Exercise ->
Write out all of these lines again, requests included, and shift every left, top, right and bottom coordinate in the answers up by 138.

Data listing:
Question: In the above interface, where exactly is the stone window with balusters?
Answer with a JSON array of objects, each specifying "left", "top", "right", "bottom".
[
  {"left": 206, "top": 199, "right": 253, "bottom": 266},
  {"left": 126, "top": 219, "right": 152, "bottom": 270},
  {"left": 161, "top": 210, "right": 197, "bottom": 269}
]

Solution ->
Question: In the above interface, where exactly is the stone window with balusters?
Answer with a JSON array of objects, each specifying "left", "top", "right", "bottom".
[
  {"left": 344, "top": 337, "right": 391, "bottom": 404},
  {"left": 264, "top": 357, "right": 290, "bottom": 408},
  {"left": 299, "top": 348, "right": 335, "bottom": 407}
]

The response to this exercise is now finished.